**Text to read**

There are a few situations common to poker which are relevant to the concept of dependent events.

Multiple Events

\[P(EventA∩EventB)=P(EventA)×P(EventA)\]

For your deck of playing cards, you could ask yourself the question “What is the probability of getting three Hearts when choosing without replacement?”. When you sample or choose without replacement, it means that you choose a card but do not put it back, so that your final selection cannot include that same card. In this case, your probability calculation will be the following: 13/52 x 12/51 x 11/50.

Mutually Exclusive Events

When you’re working with multiple events, you might also have events that are mutually exclusive or disjoint: they cannot both occur. In such cases, you might want to calculate the probability (or the union) of any of multiple mutually exclusive events occurring. In such cases, you don’t multiply probabilities, but you simply add together the probability of each event occurring:

\[P(EventA∪EventB)=P(EventA)+P(EventB)\]

It’s key here to understand that the “OR” component is very important: drawing a heart OR drawing a club are two mutually exclusive events. A heart is a heart and a club is a club. To determine the probability of drawing a heart or drawing a club, add the probability of drawing a heart to the probability of drawing a club.

1. Drawing a heart or drawing a club;

2. Drawing an ace, a king or a queen.

Python

# Sample Space
cards = 52

# Calculate the probability of drawing a heart or a club
hearts = 13
clubs = 13
heart_or_club = event_probability(hearts, cards) + event_probability(clubs, cards)

# Calculate the probability of drawing an ace, king, or a queen
aces = 4
kings = 4
queens = 4
ace_king_or_queen = event_probability(aces, cards) + event_probability(kings, cards) + event_probability(queens, cards)

print(heart_or_club)
print(ace_king_or_queen)

**Dataset excerpts**

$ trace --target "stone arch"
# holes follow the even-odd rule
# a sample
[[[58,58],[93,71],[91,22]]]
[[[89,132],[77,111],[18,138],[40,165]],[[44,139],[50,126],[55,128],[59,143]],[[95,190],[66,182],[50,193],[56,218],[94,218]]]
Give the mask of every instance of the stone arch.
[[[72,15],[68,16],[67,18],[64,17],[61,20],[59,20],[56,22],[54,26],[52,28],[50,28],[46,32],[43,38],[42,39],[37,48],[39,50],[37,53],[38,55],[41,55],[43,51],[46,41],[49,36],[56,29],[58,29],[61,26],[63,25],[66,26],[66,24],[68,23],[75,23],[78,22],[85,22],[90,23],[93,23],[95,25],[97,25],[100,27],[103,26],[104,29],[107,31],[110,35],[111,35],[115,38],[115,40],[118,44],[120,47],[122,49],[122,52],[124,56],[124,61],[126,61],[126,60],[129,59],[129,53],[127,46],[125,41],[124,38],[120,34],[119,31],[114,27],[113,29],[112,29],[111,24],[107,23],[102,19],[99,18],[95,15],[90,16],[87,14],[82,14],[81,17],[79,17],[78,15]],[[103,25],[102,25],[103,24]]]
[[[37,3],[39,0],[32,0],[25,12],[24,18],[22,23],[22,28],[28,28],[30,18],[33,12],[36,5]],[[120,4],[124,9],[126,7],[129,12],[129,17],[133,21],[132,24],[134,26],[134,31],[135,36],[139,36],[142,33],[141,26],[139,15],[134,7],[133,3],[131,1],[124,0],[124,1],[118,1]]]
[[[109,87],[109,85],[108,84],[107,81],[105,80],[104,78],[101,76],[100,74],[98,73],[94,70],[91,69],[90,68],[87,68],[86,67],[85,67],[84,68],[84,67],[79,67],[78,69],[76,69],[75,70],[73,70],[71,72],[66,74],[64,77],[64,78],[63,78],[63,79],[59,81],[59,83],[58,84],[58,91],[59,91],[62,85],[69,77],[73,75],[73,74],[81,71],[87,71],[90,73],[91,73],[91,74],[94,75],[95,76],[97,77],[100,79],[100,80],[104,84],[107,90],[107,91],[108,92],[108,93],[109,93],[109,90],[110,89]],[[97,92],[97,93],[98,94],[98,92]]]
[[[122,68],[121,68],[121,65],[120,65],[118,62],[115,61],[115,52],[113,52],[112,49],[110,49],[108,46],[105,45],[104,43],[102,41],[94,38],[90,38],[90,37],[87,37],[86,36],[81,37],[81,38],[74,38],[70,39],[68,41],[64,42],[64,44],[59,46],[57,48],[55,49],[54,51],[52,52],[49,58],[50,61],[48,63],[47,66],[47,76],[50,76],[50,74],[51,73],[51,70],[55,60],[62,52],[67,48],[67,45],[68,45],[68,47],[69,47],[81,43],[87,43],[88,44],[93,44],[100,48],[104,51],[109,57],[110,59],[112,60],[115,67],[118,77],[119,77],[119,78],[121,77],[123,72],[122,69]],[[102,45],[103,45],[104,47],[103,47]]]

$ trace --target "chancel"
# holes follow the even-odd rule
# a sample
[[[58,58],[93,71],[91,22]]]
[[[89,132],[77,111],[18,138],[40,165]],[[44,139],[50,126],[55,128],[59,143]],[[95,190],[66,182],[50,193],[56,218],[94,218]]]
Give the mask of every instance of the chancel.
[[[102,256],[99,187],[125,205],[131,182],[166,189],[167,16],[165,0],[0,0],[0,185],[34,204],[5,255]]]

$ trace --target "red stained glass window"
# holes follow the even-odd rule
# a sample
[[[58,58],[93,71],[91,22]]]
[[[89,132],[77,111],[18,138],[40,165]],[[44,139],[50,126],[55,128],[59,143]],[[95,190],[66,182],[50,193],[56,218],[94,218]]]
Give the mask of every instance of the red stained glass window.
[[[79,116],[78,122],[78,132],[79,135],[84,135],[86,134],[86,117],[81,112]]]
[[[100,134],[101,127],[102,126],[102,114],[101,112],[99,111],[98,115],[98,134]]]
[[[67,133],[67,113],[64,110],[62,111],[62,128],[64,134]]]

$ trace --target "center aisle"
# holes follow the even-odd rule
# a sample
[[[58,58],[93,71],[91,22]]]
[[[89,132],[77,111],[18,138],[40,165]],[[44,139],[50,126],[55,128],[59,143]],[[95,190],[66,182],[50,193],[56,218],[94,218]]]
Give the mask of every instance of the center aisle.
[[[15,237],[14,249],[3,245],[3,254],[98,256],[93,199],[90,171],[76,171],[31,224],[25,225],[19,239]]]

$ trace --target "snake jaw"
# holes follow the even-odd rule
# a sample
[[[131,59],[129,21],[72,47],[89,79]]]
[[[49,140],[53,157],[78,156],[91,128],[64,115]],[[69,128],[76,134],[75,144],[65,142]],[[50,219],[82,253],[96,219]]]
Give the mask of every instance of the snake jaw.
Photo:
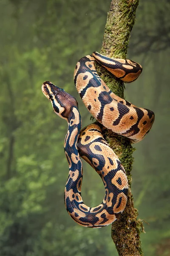
[[[64,89],[49,81],[44,82],[42,90],[43,94],[51,102],[54,112],[68,121],[72,108],[78,108],[76,99]]]

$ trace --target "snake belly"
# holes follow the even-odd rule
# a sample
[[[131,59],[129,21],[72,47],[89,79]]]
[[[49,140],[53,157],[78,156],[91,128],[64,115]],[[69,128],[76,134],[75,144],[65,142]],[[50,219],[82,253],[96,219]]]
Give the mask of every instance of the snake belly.
[[[81,118],[76,99],[50,82],[45,82],[42,87],[55,113],[68,124],[64,143],[69,166],[65,190],[67,210],[78,224],[92,228],[104,227],[115,221],[125,209],[128,198],[125,171],[103,137],[102,125],[135,143],[149,132],[154,119],[151,111],[137,108],[112,93],[97,73],[95,60],[128,82],[136,80],[142,68],[130,60],[112,59],[96,52],[78,62],[74,73],[76,88],[85,106],[99,123],[91,124],[81,130]],[[104,198],[96,207],[88,207],[82,199],[80,157],[99,174],[105,186]]]

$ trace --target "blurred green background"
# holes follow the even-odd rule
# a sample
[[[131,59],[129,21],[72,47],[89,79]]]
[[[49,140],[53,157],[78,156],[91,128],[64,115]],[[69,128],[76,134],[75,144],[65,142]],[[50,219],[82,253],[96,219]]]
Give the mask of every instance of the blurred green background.
[[[68,215],[63,200],[68,168],[65,121],[43,95],[48,80],[76,98],[83,127],[90,114],[73,76],[82,57],[100,51],[111,0],[0,0],[0,255],[117,255],[111,226],[87,229]],[[135,145],[132,192],[145,255],[170,255],[169,113],[170,3],[139,1],[128,57],[140,78],[126,99],[153,111],[151,131]],[[84,163],[82,197],[89,206],[104,195],[99,176]]]

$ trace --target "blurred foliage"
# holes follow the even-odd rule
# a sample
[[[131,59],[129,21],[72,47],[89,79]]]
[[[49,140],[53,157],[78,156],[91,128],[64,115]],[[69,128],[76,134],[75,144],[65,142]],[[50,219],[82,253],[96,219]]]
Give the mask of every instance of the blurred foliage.
[[[169,36],[170,3],[156,2],[140,3],[128,57],[141,63],[144,71],[126,85],[125,95],[155,113],[151,131],[135,145],[132,186],[139,217],[150,224],[142,236],[144,251],[165,256],[170,255],[170,45],[164,43]],[[45,80],[64,88],[78,99],[83,126],[91,122],[75,89],[73,71],[80,58],[100,51],[110,2],[0,2],[2,256],[117,255],[110,226],[85,229],[67,213],[63,194],[68,169],[63,149],[67,124],[55,115],[41,90]],[[164,47],[158,48],[153,38]],[[82,197],[94,206],[102,200],[103,186],[84,166]]]

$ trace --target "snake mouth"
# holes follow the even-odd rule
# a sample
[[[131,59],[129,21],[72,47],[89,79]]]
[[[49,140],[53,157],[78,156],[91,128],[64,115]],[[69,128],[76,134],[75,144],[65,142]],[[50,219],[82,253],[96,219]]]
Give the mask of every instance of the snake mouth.
[[[41,90],[43,94],[47,98],[49,98],[49,95],[50,94],[50,92],[48,89],[48,87],[51,87],[51,85],[53,85],[53,84],[49,81],[45,81],[42,84],[41,87]]]

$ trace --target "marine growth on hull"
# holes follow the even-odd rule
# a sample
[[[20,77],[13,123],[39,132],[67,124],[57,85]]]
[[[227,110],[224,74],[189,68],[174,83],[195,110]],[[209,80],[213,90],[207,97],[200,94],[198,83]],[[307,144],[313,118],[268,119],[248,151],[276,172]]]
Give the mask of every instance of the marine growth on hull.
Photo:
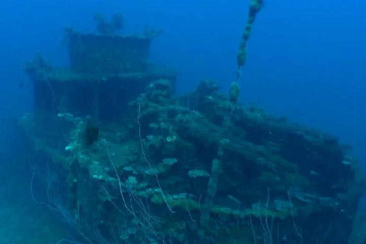
[[[75,240],[346,243],[364,184],[349,146],[241,104],[236,83],[177,96],[179,71],[149,60],[161,32],[95,18],[97,34],[65,30],[69,67],[24,66],[35,107],[18,121]]]

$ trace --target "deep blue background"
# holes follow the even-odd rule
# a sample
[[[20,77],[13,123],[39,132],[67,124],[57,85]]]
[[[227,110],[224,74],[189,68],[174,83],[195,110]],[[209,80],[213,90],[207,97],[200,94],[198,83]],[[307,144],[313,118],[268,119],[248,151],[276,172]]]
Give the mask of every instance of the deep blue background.
[[[3,0],[0,8],[0,123],[2,151],[12,144],[11,119],[31,109],[31,84],[20,67],[42,52],[67,64],[63,28],[94,31],[92,15],[121,12],[125,33],[147,24],[166,33],[152,57],[182,71],[186,92],[204,79],[226,89],[249,0]],[[366,151],[366,3],[360,0],[267,0],[248,45],[243,100],[321,129]],[[19,88],[20,81],[25,87]],[[6,143],[6,144],[5,144]]]

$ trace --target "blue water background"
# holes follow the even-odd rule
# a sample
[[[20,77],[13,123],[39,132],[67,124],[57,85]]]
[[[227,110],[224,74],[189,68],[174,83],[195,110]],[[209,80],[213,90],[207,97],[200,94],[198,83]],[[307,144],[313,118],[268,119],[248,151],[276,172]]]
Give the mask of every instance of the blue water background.
[[[94,13],[109,17],[121,12],[124,33],[141,32],[146,24],[165,32],[153,41],[151,57],[181,70],[179,92],[189,92],[205,79],[227,89],[236,75],[248,2],[3,0],[2,163],[17,163],[24,157],[13,119],[31,111],[32,91],[20,67],[36,52],[55,65],[67,65],[61,45],[64,27],[94,32]],[[257,103],[269,112],[339,137],[353,146],[362,165],[365,12],[366,2],[360,0],[268,0],[255,23],[240,79],[243,102]],[[25,177],[25,182],[29,180]]]

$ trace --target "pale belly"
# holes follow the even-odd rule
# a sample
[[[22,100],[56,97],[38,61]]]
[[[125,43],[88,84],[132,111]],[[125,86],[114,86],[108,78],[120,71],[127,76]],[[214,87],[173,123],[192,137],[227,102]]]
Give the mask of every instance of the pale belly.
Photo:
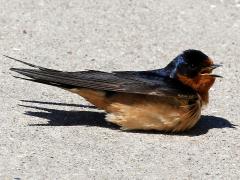
[[[201,116],[200,97],[191,104],[186,100],[159,96],[75,89],[71,92],[84,97],[105,110],[106,120],[123,130],[160,130],[179,132],[192,128]]]

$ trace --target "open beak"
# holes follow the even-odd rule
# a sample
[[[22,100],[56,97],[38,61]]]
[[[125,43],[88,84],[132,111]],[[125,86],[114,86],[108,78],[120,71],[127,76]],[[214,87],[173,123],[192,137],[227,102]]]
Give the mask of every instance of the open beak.
[[[213,70],[213,69],[216,69],[216,68],[221,67],[221,66],[222,66],[221,64],[212,64],[210,66],[210,68]]]
[[[217,75],[217,74],[211,74],[212,71],[218,67],[221,67],[222,65],[221,64],[212,64],[206,68],[204,68],[201,72],[201,75],[205,75],[205,76],[212,76],[212,77],[217,77],[217,78],[223,78],[222,76],[220,75]]]

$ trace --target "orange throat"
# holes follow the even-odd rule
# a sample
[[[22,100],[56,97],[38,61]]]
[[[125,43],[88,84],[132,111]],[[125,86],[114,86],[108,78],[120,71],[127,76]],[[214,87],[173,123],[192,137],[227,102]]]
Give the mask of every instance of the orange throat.
[[[204,105],[208,103],[208,91],[212,87],[215,77],[199,74],[195,78],[189,78],[183,75],[178,75],[178,79],[183,84],[193,88],[200,95]]]

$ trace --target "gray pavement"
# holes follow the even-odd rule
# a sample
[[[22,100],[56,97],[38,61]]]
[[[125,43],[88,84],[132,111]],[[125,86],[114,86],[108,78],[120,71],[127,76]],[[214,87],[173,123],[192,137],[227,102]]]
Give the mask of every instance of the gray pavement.
[[[0,179],[240,179],[240,1],[0,0],[0,55],[61,70],[163,67],[200,49],[224,76],[196,128],[129,133],[0,57]],[[235,125],[235,126],[234,126]]]

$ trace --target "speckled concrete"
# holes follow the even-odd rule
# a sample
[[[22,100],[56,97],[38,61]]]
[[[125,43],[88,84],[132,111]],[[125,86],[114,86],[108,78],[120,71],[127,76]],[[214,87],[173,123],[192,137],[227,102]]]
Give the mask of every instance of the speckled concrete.
[[[240,1],[0,0],[0,54],[61,70],[224,66],[196,128],[122,132],[77,95],[12,77],[0,57],[0,179],[239,179]]]

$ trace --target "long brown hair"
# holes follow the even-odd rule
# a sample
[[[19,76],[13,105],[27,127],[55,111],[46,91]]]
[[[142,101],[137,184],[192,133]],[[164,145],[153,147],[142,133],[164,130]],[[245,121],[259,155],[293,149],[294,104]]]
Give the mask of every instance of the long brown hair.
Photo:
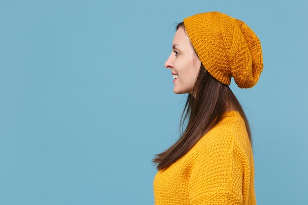
[[[184,25],[183,23],[179,24],[177,29]],[[183,156],[222,119],[225,112],[230,109],[238,111],[244,120],[251,142],[248,120],[236,97],[228,85],[215,79],[202,64],[193,93],[188,94],[182,113],[180,126],[181,137],[165,151],[157,154],[153,160],[158,170],[167,169]],[[187,125],[185,126],[186,122]]]

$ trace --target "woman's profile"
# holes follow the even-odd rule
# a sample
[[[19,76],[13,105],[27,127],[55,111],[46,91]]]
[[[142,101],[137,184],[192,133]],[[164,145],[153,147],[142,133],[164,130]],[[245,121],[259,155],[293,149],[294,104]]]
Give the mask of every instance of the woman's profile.
[[[243,22],[212,12],[177,26],[171,54],[174,92],[188,93],[179,140],[154,162],[156,205],[255,205],[251,133],[228,85],[258,82],[260,41]]]

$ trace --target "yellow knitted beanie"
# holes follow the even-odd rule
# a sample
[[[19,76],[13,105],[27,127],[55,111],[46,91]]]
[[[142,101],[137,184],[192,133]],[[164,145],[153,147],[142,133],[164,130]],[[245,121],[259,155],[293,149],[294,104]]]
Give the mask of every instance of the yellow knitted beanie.
[[[263,68],[260,40],[245,23],[217,12],[196,14],[184,25],[201,62],[218,81],[251,88]]]

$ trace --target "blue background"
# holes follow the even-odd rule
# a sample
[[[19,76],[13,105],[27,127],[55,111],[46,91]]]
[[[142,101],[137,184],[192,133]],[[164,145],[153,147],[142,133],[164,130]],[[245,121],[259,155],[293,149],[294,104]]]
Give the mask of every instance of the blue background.
[[[151,205],[177,139],[175,23],[217,10],[261,39],[231,88],[251,123],[260,205],[307,204],[308,1],[0,0],[0,204]]]

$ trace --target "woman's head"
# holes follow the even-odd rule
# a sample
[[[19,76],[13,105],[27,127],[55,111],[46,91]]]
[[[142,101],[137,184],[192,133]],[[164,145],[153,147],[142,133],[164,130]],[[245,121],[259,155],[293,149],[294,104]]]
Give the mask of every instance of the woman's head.
[[[174,35],[172,52],[165,63],[173,75],[175,93],[192,94],[201,65],[185,29],[179,28]]]
[[[245,23],[212,12],[186,18],[177,29],[184,29],[201,63],[216,79],[230,85],[233,77],[241,88],[257,83],[263,67],[261,44]]]

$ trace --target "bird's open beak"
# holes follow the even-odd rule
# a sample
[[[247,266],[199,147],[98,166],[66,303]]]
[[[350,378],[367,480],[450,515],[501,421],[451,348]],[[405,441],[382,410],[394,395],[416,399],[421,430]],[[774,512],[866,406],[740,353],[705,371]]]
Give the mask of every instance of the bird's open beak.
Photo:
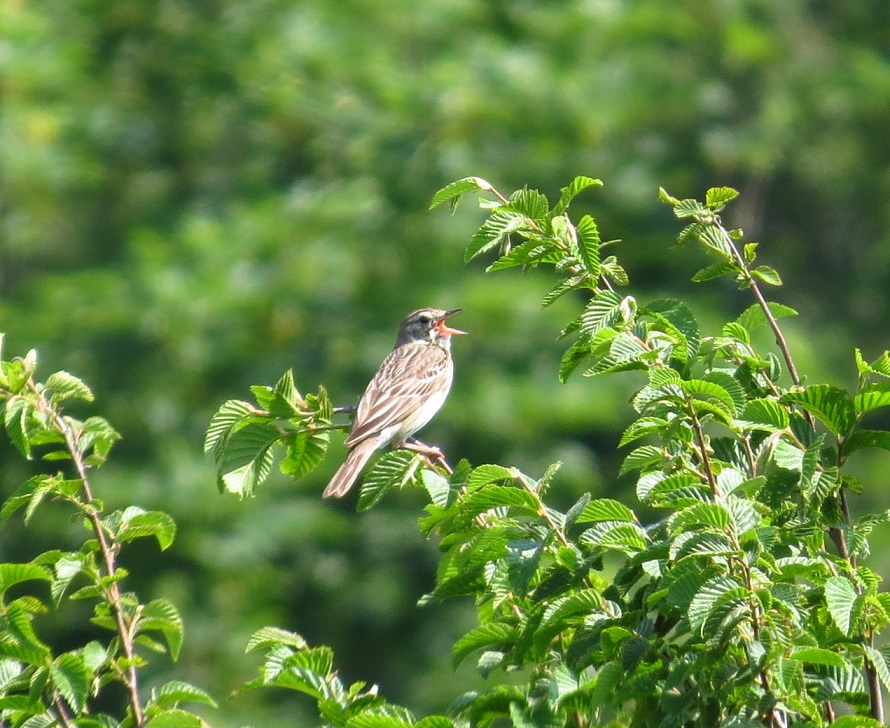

**Task description**
Replace "deck of playing cards" with "pack of playing cards" in the part of the probability text starting at "For your deck" and ending at "12/51 x 11/50.", and write out that part again.

**Response to this exercise**
For your pack of playing cards, you could ask yourself the question “What is the probability of getting three Hearts when choosing without replacement?”. When you sample or choose without replacement, it means that you choose a card but do not put it back, so that your final selection cannot include that same card. In this case, your probability calculation will be the following: 13/52 x 12/51 x 11/50.